Stated problem:
Rewrite the items between the line holding "# test: pin the blurred wooden" and the line holding "point(947, 787)", inclusive, requests included. Increase every coordinate in the answer points by 130, and leave the requests and their sample points unchanged.

Supplied data:
"""

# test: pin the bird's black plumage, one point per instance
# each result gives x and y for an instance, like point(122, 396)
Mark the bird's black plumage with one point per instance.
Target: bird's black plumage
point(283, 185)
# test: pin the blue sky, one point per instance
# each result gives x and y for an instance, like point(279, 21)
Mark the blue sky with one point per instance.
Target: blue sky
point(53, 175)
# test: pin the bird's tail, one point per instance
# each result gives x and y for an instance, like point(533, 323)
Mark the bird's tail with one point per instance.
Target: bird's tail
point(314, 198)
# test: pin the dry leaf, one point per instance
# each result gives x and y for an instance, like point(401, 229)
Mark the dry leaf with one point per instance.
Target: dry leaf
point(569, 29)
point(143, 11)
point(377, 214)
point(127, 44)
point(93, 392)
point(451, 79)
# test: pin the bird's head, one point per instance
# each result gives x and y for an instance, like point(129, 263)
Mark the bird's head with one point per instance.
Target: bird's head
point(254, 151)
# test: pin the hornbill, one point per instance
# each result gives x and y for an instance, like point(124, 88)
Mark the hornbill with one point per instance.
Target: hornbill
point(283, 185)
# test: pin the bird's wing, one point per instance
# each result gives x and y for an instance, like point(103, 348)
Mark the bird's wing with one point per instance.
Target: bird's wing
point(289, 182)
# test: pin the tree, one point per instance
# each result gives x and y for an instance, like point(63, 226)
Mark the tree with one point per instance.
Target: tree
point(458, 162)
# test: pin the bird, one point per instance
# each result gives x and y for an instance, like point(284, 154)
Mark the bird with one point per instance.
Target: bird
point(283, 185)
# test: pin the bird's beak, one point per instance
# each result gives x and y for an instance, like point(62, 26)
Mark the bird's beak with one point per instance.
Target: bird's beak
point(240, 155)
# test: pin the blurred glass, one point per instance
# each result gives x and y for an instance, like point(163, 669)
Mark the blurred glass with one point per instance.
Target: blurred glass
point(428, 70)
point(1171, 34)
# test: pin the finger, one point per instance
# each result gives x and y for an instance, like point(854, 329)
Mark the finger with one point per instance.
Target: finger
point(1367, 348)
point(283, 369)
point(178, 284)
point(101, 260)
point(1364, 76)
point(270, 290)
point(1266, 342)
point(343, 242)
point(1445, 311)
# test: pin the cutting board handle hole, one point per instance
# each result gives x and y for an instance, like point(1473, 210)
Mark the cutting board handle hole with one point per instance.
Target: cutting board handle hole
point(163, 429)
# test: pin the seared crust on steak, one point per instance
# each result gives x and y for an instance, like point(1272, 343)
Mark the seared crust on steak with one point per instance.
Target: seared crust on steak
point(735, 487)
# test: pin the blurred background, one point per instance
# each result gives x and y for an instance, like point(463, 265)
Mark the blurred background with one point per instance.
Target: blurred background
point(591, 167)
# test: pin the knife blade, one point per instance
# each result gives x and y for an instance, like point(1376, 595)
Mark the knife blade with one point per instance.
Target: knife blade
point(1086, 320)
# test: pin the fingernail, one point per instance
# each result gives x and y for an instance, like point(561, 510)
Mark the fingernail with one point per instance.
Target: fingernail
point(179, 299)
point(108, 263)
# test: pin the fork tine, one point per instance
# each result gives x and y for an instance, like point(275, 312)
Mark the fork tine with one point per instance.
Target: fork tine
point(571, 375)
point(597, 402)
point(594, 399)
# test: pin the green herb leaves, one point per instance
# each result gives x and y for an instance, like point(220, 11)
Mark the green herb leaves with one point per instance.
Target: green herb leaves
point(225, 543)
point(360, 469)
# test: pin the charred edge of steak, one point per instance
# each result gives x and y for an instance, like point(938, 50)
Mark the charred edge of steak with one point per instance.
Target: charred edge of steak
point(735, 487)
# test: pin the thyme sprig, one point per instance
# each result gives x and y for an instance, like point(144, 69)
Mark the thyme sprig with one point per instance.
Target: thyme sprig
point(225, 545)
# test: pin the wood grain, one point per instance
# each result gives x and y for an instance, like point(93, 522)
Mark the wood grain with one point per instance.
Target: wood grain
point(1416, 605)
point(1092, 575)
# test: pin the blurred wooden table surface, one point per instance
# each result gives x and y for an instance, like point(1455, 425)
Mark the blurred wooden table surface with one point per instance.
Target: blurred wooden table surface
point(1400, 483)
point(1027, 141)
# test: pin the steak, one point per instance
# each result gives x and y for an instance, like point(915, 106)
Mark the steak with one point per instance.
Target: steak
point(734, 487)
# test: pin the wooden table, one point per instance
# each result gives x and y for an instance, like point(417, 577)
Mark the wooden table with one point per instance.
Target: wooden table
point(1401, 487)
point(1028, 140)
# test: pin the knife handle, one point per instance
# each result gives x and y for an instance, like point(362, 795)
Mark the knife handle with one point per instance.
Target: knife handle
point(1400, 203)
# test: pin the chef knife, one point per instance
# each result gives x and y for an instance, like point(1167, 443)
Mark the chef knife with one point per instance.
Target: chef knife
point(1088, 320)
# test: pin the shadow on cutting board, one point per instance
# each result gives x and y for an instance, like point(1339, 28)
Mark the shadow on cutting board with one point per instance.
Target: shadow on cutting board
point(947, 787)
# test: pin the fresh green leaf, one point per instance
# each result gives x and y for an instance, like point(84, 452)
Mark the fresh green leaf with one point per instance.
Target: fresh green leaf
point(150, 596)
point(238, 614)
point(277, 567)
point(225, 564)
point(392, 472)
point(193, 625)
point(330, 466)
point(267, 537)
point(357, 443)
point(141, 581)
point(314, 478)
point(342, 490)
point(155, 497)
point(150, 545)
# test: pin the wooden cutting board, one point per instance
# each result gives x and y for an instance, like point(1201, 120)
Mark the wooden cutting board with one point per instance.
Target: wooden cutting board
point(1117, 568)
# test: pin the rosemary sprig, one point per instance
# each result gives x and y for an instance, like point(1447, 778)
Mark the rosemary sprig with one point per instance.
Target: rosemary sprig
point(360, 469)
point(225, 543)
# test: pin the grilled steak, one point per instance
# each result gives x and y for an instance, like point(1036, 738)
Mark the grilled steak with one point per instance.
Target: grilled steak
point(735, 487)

"""

The reply:
# test: pin the blurred wooden table surface, one point per instance
# each result gives x and y for an instance, like point(1455, 425)
Mark the blurred wooden table surface with one point per instance.
Target: blurred wooden table surface
point(1530, 613)
point(1157, 271)
# test: pin the steak, one point per instance
# each result gives x and y for an instance, like point(915, 106)
Mark the steak with one point per instance.
Target: steak
point(864, 617)
# test: pin the wooden table, one point per instance
# each result gives x and y for an instance, like point(417, 577)
Mark the wooden table with one point per instance.
Target: wooden table
point(1531, 617)
point(1158, 270)
# test: pin the knife handle, one point per instance
# each result gives x and y for an instance, like point(362, 795)
Mark the knife handle with one point per instance.
Target: knife handle
point(1530, 333)
# test: pin the chef knife, one point per instance
# each result gives x and y for an instance, like point(1167, 443)
Mark the chef knife with one point per instance.
Target: chef knife
point(1218, 450)
# test: pin the shadow on cutting board, one point per instance
# each result gives x and y for an instance, like point(1339, 28)
Mark the shadow on cutting board with one point per instance.
Target: shadow on cutting board
point(1077, 917)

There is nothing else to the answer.